#### Given text
======
Although Friar’s Balsam was perceived as by far the best colt of his generation, Ayrshire who had thrived over the winter was regarded by some observers as a potential Derby winner. Ayrshire began his three-year-old season in the Riddlesworth Stakes at Newmarket, which he won by twenty lengths from his only opponent. In the 2000 Guineas on Ayrshire was started at 8/1 in a field of six but Friar’s Balsam was considered such a certainty that many bookmakers refused to accept bets on the favourite. Friar’s Balsam was, however, suffering from an undetected mouth abscess which burst during the race, causing him to choke on “blood and matter”. Ayrshire, ridden by the fifty-five-year-old veteran John Osborne, tracked his stable companion Johnny Morgan before moving into the lead a furlong out and winning “in a common canter” by two lengths. Johnny Morgan held off Orbit for second, while Friar’s Balsam finished distressed in fifth. Immediately following the race Ayrshire’s price for the Derby was cut from 7/1 to 6/4.

At Epsom on 30 May Ayrshire started 5/6 favourite for the Derby in a field of nine, in front of a crowd estimated at 150,000. His owner, the Duke of Portland watched the race from the Royal Box in the company of the Prince of Wales. Ayrshire broke quickly but was then held up and settled in fourth by his rider Fred Barrett. Van Dieman’s Land went to the front at half way and held a clear lead turning into the straight as Barrett moved Ayrshire into contention. Two furlongs from the finish, Ayrshire took the lead from Orbit and Van Dieman’s Land. He quickly went clear and held off the strong late challenge of Crowberry to win by two lengths, despite swerving near the finish. The official time of 2:43 equalled the race record, although the Sporting Life timed the winner at 2:42.2.
======
#### Supplied material
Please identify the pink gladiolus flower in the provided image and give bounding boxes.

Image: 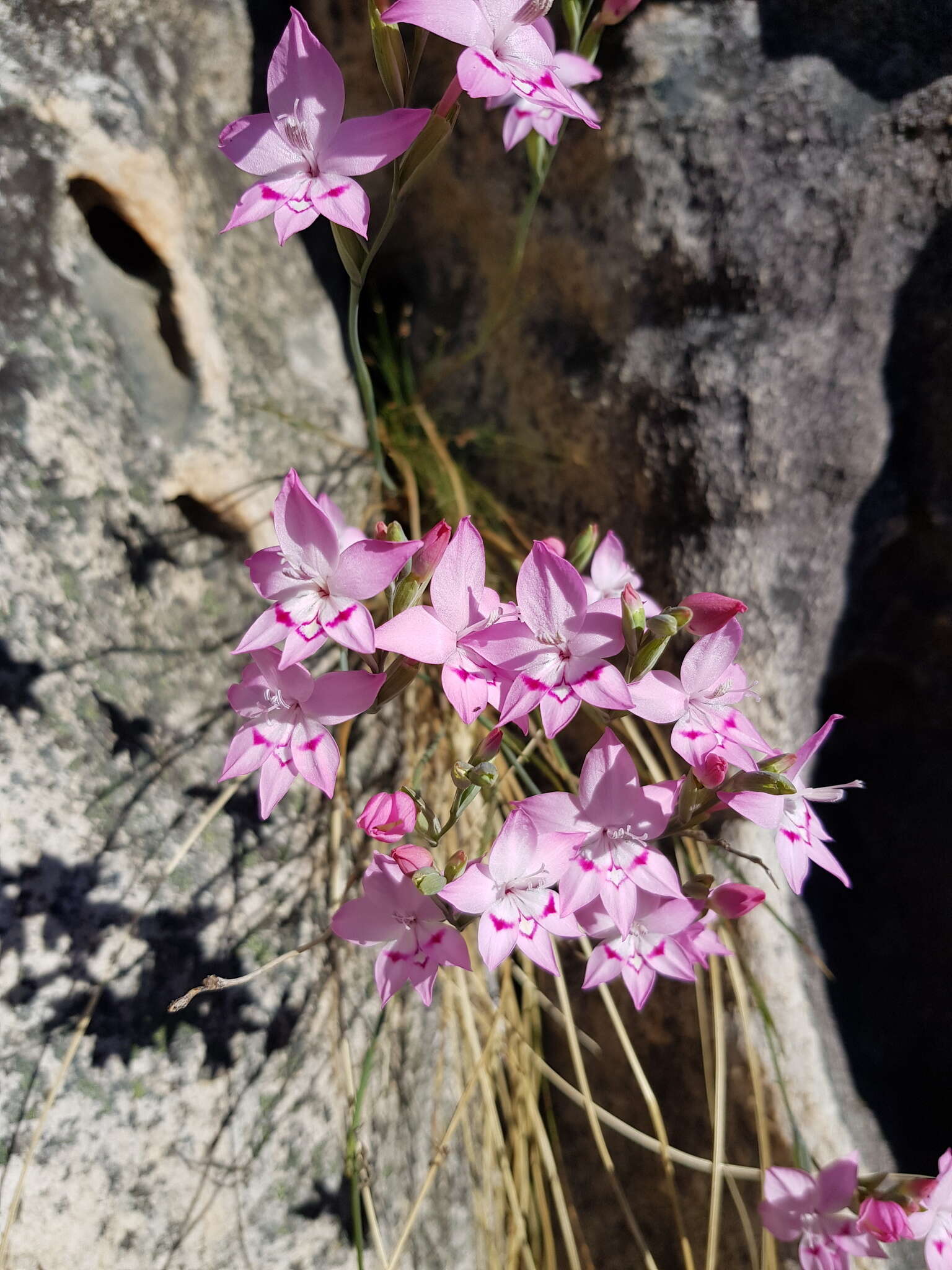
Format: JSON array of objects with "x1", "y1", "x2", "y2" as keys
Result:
======
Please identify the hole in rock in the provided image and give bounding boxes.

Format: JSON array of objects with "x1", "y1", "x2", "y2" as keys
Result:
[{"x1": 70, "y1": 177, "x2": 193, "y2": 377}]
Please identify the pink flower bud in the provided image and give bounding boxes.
======
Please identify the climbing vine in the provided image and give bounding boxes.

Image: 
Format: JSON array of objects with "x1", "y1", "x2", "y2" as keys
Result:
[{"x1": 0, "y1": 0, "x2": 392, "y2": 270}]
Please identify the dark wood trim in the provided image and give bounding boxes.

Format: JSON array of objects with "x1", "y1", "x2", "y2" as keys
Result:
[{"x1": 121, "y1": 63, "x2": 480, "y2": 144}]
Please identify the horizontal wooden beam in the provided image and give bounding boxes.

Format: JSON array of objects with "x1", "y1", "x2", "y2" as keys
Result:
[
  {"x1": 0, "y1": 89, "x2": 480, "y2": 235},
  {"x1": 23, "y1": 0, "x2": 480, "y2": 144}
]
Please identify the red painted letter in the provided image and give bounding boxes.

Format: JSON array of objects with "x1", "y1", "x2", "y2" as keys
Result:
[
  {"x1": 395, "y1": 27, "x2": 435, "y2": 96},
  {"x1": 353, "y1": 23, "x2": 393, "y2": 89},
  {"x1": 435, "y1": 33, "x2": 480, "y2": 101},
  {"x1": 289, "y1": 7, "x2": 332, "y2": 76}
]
======
#### Work order A
Using the Ayrshire text, please answer:
(i) By how many lengths did Ayrshire win the Riddlesworth Stakes?
(ii) At what odds did Ayrshire start for the Derby?
(iii) Who rode Ayrshire in the Derby?
#### Work order B
Extract the passage of the Ayrshire text from "At Epsom on" up to and including "winner at 2:42.2.".

#### Expected answer A
(i) Twenty lengths
(ii) 5/6
(iii) Fred Barrett

#### Expected answer B
At Epsom on 30 May Ayrshire started 5/6 favourite for the Derby in a field of nine, in front of a crowd estimated at 150,000. His owner, the Duke of Portland watched the race from the Royal Box in the company of the Prince of Wales. Ayrshire broke quickly but was then held up and settled in fourth by his rider Fred Barrett. Van Dieman’s Land went to the front at half way and held a clear lead turning into the straight as Barrett moved Ayrshire into contention. Two furlongs from the finish, Ayrshire took the lead from Orbit and Van Dieman’s Land. He quickly went clear and held off the strong late challenge of Crowberry to win by two lengths, despite swerving near the finish. The official time of 2:43 equalled the race record, although the Sporting Life timed the winner at 2:42.2.